=== Provided records ===

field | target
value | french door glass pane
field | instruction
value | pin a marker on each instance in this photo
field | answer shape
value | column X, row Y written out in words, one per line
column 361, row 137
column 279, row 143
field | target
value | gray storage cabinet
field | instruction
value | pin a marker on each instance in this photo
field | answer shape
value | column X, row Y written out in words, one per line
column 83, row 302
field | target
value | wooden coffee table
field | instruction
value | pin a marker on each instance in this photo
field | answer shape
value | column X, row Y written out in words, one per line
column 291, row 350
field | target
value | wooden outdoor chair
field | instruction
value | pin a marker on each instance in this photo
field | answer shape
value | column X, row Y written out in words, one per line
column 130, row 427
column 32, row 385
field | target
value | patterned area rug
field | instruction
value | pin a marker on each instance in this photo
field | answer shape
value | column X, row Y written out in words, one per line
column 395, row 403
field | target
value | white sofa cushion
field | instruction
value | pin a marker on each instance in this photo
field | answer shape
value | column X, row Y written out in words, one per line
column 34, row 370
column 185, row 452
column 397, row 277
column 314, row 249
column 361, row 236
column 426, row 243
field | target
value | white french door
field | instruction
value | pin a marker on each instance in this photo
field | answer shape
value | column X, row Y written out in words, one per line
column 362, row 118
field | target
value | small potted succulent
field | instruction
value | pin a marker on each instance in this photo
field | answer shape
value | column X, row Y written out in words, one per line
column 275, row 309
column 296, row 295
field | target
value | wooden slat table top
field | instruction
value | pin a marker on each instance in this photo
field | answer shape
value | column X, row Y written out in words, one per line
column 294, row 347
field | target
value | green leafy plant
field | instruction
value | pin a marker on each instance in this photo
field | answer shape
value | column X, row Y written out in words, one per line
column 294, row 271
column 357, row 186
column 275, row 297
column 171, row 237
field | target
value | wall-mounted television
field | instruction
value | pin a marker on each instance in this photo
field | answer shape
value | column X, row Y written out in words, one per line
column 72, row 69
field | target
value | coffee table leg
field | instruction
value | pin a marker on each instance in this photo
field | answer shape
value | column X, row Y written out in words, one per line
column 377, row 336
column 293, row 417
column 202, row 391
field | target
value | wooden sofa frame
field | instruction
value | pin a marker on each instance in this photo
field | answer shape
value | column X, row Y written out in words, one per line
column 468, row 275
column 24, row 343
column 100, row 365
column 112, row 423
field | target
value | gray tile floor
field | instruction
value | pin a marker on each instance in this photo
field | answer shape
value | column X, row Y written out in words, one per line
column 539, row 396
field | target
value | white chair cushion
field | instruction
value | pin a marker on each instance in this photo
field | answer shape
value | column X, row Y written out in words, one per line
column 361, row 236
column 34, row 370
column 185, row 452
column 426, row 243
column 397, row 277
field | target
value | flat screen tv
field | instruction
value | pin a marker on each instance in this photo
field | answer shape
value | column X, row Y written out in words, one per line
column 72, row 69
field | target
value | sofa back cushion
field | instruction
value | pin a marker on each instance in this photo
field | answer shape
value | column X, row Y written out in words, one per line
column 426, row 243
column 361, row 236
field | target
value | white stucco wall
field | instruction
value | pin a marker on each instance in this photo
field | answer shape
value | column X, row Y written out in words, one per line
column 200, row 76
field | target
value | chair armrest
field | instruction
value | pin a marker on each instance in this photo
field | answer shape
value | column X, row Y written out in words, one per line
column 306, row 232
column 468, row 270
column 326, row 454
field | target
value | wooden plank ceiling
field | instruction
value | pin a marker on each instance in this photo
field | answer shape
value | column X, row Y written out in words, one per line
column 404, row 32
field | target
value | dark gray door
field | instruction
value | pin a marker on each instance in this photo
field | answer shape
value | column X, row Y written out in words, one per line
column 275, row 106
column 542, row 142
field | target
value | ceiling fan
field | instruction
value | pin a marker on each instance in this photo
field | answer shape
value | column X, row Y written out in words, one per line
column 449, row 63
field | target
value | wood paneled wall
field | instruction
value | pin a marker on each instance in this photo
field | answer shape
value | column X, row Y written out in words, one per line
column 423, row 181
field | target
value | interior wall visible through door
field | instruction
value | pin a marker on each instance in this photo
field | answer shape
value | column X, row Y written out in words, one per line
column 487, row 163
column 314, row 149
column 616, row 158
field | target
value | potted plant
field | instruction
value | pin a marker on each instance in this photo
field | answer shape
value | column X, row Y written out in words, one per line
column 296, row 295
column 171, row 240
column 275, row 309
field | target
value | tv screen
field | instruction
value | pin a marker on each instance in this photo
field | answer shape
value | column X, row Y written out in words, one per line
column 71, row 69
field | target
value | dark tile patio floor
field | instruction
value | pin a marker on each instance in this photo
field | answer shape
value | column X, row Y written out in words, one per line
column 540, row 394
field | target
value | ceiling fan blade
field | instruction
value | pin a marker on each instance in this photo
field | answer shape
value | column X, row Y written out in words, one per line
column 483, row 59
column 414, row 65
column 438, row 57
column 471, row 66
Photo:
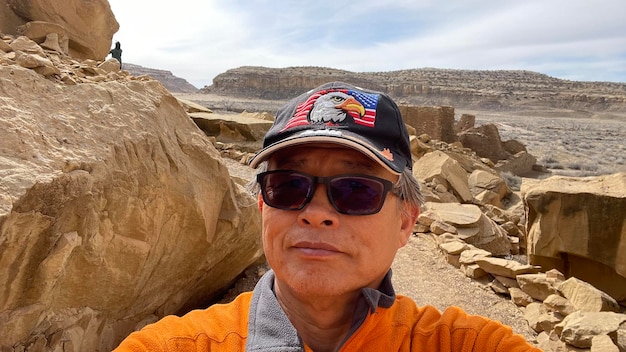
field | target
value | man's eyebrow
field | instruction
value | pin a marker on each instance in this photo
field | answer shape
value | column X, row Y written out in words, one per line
column 288, row 161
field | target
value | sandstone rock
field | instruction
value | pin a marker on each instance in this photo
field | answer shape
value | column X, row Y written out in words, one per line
column 453, row 247
column 620, row 338
column 520, row 297
column 504, row 267
column 439, row 227
column 587, row 298
column 532, row 314
column 473, row 271
column 438, row 165
column 436, row 121
column 497, row 287
column 549, row 320
column 491, row 237
column 579, row 328
column 115, row 209
column 518, row 164
column 480, row 181
column 470, row 256
column 89, row 26
column 466, row 122
column 603, row 343
column 49, row 35
column 232, row 127
column 507, row 281
column 190, row 106
column 536, row 285
column 457, row 215
column 578, row 224
column 485, row 141
column 559, row 304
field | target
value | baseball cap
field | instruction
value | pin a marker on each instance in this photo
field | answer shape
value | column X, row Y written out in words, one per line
column 340, row 113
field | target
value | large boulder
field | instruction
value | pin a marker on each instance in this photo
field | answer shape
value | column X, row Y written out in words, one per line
column 89, row 25
column 578, row 226
column 115, row 210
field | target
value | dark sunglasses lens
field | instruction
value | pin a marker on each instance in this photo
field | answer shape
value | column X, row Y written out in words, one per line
column 355, row 195
column 285, row 190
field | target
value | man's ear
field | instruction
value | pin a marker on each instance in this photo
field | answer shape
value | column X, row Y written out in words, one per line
column 409, row 218
column 260, row 202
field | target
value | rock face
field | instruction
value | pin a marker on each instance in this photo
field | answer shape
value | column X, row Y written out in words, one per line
column 493, row 90
column 577, row 225
column 87, row 25
column 172, row 83
column 115, row 210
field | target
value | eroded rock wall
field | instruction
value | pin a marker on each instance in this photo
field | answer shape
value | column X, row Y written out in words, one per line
column 116, row 210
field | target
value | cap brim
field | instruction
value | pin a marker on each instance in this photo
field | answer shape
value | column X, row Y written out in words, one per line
column 344, row 140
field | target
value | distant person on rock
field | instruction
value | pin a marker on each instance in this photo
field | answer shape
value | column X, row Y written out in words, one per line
column 116, row 53
column 338, row 199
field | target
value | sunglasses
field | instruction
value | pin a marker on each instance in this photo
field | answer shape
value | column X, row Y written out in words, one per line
column 349, row 194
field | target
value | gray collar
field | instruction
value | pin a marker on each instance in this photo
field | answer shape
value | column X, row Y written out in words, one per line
column 269, row 329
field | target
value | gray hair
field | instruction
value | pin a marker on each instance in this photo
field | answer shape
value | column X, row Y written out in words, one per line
column 407, row 188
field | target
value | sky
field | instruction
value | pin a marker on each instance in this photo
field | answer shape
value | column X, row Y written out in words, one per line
column 580, row 40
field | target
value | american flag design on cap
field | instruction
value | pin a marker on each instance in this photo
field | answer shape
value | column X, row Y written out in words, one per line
column 333, row 106
column 366, row 120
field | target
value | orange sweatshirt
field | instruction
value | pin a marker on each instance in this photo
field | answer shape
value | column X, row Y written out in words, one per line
column 255, row 322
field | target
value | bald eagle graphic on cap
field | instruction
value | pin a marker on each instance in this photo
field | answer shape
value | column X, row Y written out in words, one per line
column 333, row 108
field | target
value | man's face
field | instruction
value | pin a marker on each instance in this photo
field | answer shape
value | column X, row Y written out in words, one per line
column 320, row 252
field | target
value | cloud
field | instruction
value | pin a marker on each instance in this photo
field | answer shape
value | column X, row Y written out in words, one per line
column 198, row 39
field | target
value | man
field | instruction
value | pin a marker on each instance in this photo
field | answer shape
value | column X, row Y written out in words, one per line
column 337, row 199
column 116, row 53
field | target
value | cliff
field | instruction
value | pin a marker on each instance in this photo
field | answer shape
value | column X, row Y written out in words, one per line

===

→ Task to complete: Say how many lines above contain the string "tile". Answer with the number only.

→ Answer below: 2